* _WHAT TO DO_
Rewrite the records below, replacing "set a single marker" with "place one marker" wherever it occurs and leaving everything else unchanged.

★ ★ ★ ★ ★

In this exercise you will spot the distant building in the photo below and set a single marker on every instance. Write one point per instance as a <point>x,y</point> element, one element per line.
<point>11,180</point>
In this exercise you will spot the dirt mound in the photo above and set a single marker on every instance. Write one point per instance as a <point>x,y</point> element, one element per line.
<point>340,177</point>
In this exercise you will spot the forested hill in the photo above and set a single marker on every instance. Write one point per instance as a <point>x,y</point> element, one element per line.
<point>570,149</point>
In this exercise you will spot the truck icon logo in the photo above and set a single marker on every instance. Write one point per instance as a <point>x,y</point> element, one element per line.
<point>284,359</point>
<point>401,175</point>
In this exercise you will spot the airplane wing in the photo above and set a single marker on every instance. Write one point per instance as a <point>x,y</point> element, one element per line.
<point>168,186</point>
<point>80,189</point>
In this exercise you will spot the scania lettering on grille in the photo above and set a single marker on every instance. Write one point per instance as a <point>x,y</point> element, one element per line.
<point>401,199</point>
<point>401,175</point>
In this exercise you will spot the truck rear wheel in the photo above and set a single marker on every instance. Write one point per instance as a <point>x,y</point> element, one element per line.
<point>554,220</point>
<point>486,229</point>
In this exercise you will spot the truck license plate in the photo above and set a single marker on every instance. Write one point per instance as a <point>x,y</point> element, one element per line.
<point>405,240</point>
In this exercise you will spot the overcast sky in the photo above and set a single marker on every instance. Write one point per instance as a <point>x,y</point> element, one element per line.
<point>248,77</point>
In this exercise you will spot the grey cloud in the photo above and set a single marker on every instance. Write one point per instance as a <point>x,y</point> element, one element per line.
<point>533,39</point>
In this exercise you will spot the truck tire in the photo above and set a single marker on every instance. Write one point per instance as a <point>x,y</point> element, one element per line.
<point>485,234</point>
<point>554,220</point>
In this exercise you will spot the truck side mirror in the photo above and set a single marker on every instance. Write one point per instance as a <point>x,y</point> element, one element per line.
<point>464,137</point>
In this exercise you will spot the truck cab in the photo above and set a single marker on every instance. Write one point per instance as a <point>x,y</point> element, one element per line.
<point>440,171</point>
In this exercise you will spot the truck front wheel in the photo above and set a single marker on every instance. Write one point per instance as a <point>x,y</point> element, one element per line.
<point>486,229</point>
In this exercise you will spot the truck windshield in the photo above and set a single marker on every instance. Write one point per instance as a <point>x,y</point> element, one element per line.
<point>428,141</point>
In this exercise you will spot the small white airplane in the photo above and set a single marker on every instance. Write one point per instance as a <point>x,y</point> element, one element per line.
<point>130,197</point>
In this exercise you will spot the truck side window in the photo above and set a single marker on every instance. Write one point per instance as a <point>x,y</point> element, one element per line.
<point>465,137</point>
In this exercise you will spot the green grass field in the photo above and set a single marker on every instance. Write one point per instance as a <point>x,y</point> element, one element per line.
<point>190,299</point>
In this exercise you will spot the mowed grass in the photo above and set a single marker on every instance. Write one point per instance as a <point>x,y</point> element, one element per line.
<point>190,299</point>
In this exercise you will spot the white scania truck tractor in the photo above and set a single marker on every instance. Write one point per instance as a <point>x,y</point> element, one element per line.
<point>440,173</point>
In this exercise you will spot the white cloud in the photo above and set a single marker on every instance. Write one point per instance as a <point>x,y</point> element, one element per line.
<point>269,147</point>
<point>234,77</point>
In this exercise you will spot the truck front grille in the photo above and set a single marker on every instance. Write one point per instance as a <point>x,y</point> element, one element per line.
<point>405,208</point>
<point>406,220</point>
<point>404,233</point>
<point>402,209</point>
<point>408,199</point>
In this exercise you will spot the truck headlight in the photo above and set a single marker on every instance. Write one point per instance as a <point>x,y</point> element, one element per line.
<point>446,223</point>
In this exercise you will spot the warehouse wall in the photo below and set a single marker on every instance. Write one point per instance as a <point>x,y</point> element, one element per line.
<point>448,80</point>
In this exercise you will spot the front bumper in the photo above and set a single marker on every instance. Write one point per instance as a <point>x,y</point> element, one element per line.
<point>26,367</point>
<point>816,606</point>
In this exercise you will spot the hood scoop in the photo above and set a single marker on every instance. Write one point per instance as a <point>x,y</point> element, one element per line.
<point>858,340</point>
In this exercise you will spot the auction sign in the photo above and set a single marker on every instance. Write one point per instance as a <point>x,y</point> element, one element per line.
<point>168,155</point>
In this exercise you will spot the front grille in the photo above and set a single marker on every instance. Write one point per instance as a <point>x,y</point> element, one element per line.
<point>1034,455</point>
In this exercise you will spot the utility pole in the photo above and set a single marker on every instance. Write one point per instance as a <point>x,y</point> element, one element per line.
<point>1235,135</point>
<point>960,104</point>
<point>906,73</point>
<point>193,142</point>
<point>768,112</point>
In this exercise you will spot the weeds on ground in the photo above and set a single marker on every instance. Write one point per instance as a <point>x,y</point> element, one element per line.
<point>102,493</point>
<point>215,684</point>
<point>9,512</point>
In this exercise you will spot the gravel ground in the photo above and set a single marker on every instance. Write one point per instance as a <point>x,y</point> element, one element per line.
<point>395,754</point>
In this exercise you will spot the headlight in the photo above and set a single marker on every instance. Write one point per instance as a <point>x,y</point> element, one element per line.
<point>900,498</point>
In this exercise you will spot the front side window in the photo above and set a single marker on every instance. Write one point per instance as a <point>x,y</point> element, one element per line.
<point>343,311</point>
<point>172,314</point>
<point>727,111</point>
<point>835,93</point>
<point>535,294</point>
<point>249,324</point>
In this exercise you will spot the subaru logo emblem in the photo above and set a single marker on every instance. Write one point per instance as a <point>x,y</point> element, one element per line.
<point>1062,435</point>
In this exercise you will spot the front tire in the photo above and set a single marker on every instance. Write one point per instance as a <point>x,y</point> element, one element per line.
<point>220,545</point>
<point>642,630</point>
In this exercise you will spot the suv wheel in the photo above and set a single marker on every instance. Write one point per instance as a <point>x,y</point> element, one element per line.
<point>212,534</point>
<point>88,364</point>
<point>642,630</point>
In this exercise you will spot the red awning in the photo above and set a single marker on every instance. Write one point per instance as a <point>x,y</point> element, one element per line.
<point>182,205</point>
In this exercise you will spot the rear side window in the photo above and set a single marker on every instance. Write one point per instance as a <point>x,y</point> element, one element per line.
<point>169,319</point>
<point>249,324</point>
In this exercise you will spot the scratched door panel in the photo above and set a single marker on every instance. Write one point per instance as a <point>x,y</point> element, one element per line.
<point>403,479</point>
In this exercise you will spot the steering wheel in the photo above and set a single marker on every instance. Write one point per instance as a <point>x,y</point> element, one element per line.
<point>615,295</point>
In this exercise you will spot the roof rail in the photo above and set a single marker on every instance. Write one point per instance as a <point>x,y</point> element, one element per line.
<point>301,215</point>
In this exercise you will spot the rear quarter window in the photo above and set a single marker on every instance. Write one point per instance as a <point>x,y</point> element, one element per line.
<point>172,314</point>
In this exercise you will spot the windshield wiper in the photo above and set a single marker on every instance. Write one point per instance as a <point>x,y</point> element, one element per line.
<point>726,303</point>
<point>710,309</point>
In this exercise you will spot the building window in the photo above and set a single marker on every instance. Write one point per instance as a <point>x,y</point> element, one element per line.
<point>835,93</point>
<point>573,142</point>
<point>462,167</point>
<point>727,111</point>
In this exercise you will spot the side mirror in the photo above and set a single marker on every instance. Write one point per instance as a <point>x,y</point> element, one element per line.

★ ★ ★ ★ ★

* _ANSWER BELOW_
In this exercise you will spot the distant building in the photo below and place one marker on every instance. Write one point per instance as a <point>x,y</point> element, one element per line.
<point>11,180</point>
In this exercise you will spot the dirt mound in the photo above and place one marker on every instance. Write one point per instance as a <point>x,y</point> element, one element per line.
<point>340,177</point>
In this exercise you will spot the forested hill in the photo above and place one marker on every instance. Write one point per instance as a <point>x,y</point> element, one element per line.
<point>570,149</point>
In this exercise you will spot the truck icon logo in the photo above and place one marker on every instance. Write one point per instance as a <point>x,y</point> element, one element per line.
<point>284,359</point>
<point>401,175</point>
In this exercise you will spot the airplane wing in the photo above and place one marker on every instance. Write one point per instance as a <point>x,y</point> element, one element per line.
<point>168,186</point>
<point>80,189</point>
In this exercise you will spot the scania lettering on grille in the photo above and place one marker on every instance. Write one point per instance as a <point>x,y</point> element, one element per line.
<point>401,199</point>
<point>401,175</point>
In this exercise you will spot the truck rear wheel in the photo above and place one marker on every instance. Write one point per instance as a <point>x,y</point> element, one element per line.
<point>554,220</point>
<point>486,229</point>
In this exercise you will spot the truck license plate in the photo above and place one marker on every instance. Write one point per instance as a <point>x,y</point> element, one element per line.
<point>405,240</point>
In this exercise you will spot the overcast sky in the photo above and place one marker on every instance. Write one point per instance as a <point>x,y</point> element, one element per line.
<point>248,77</point>
In this exercise you will spot the grey cloud in the photo above and place one marker on every instance. Write one point per instance as a <point>x,y</point> element, one element per line.
<point>533,39</point>
In this exercise you will spot the truck tire in the photo above and place one marker on every instance. Write one point per instance as a <point>x,y</point> element, one element per line.
<point>485,234</point>
<point>554,220</point>
In this exercise you will spot the truck side mirror in the photo above and place one marker on every instance. Write one point per instance as a <point>x,y</point> element, one element per line.
<point>464,137</point>
In this exercise you will spot the truck cab in the photo above and place one marker on every instance. Write one point per instance as a <point>x,y</point> element, one element per line.
<point>440,171</point>
In this exercise you will spot the truck front wheel in the photo above and place one marker on every instance. Write one point per instance as a <point>x,y</point> element, one element per line.
<point>486,229</point>
In this exercise you will spot the truck windshield in the photo above and place one marker on every instance. Write one point per instance as a <point>x,y</point> element, one element per line.
<point>428,141</point>
In this exercise you will spot the small white airplane in the photo above and place one marker on every instance. Write one point per instance as a <point>x,y</point> element, one element per line.
<point>130,197</point>
In this exercise you will spot the truck side window in the photo above and place one marker on every instance. Write one point per instance as a <point>x,y</point> element, one element per line.
<point>465,137</point>
In this exercise you will spot the green grass field in the photo above and place one marker on every instance. Write one point per instance as a <point>x,y</point> element, one element per line.
<point>190,299</point>
In this exercise you will spot the mowed grass in the photo above and place one marker on every instance. Write one point per instance as a <point>x,y</point> element, one element per line.
<point>190,299</point>
In this exercise you will spot the white scania truck tractor in the photo above and place one marker on every instance. Write one point per instance as a <point>x,y</point> element, one element per line.
<point>440,173</point>
In this exercise you will spot the white cloud in the photo above and place one marker on every instance. Write one point per instance as a <point>x,y</point> element, one element per line.
<point>269,147</point>
<point>234,77</point>
In this exercise you will spot the truck front grille in the photo above and place one marker on every instance. Write one point per instance as a <point>x,y</point> element, one element per line.
<point>405,208</point>
<point>406,220</point>
<point>404,233</point>
<point>402,209</point>
<point>408,199</point>
In this exercise you will spot the truck headlight in the photo above and place one marker on every instance. Write one point per instance as a <point>x,y</point> element, one element per line.
<point>446,223</point>
In this exercise you will spot the warehouse wall in the photo below and place one marker on every instance. Write one point per instance as a <point>x,y</point> element, one element per line.
<point>448,80</point>
In this exercise you will spot the front bumper in the photo above and place one marker on every instance. Write one point per instance as a <point>x,y</point> element, one element per line.
<point>26,367</point>
<point>816,606</point>
In this exercise you will spot the hood scoop in the photo above and place one marker on every instance. Write one point per instance as a <point>x,y</point> element, one element per line.
<point>858,340</point>
In this exercise you will spot the auction sign in the photo above and place one marker on every instance. Write one point per instance as a <point>x,y</point> element, one element per line.
<point>168,155</point>
In this exercise you will spot the front grille in the photo above and place one marker on every instance. Write one point per instance as a <point>x,y</point> element, one element per line.
<point>1034,455</point>
In this exercise you will spot the utility pole in the photo above and place one marker on every instance. Write one point per instance as a <point>x,y</point> element, one element per line.
<point>1235,135</point>
<point>960,104</point>
<point>906,73</point>
<point>193,142</point>
<point>768,112</point>
In this exercise you will spot the weeds on ground in the photo above and place one marker on every instance. Write one point per instance as a <point>x,y</point> element, one element per line.
<point>102,493</point>
<point>215,684</point>
<point>9,512</point>
In this exercise you will spot the gravel ground in the photo above and place one marker on every instance. Write one point per instance as a <point>x,y</point> element, one element per line.
<point>395,754</point>
In this exercise you will spot the headlight in the photo above and place one marker on every instance. Write one point per instance as a <point>x,y</point> element, one element per line.
<point>900,498</point>
In this exercise you will spot the front side window in the photo above and place one marker on every instance. Write one point per instance as a <point>x,y</point> element, one element per line.
<point>343,311</point>
<point>172,314</point>
<point>727,111</point>
<point>835,93</point>
<point>535,294</point>
<point>249,324</point>
In this exercise you will spot the subaru logo emblem in the photo above and place one marker on every instance. Write one point per instance as a <point>x,y</point> element, one element per line.
<point>1062,435</point>
In this exercise you will spot the front tire in the photo above and place one marker on every instance. Write one point per instance as a <point>x,y</point> element, one element per line.
<point>220,545</point>
<point>642,630</point>
In this exercise you will spot the suv wheel in the photo above and place one marker on every instance. Write one point per instance as a <point>x,y</point> element, one element per line.
<point>212,534</point>
<point>88,364</point>
<point>642,630</point>
In this exercise you will spot the red awning in the photo above and place one marker on every instance. Write one point per instance as a <point>x,y</point> element, one element per line.
<point>182,205</point>
In this exercise you will spot the rear side window in the photo above and place one marker on every instance. Write one point per instance as a <point>x,y</point> element, one element per line.
<point>169,319</point>
<point>249,324</point>
In this exercise you will spot the scratched door panel in the photo above and place one marker on every instance. Write one point per instance as a <point>x,y</point> element, one element per line.
<point>403,479</point>
In this exercise you will spot the steering wheel in the photo above and place one marker on every instance. Write one point per instance as a <point>x,y</point> element, one element per line.
<point>615,295</point>
In this exercise you will spot the roof rail in the photo above and place one marker on every instance. Write one point per instance as a <point>x,y</point> element, one element per line.
<point>301,215</point>
In this exercise you will spot the rear quarter window in the photo above and place one marker on every instance. Write one point per instance as a <point>x,y</point> element, one element per line.
<point>172,314</point>
In this exercise you will spot the windshield wiper in the photo above and place one marker on every instance. Write one point per instance as a <point>x,y</point> element, one element per line.
<point>726,303</point>
<point>710,309</point>
In this exercise you will spot the building window in the photo above and place one marker on every instance. Write one point per instance as a <point>x,y</point> element, one element per line.
<point>835,93</point>
<point>573,142</point>
<point>462,167</point>
<point>727,111</point>
In this exercise you will spot the side mirror in the photo above and place one marker on every instance. Write one point per instance as a <point>x,y</point> element, one element per line.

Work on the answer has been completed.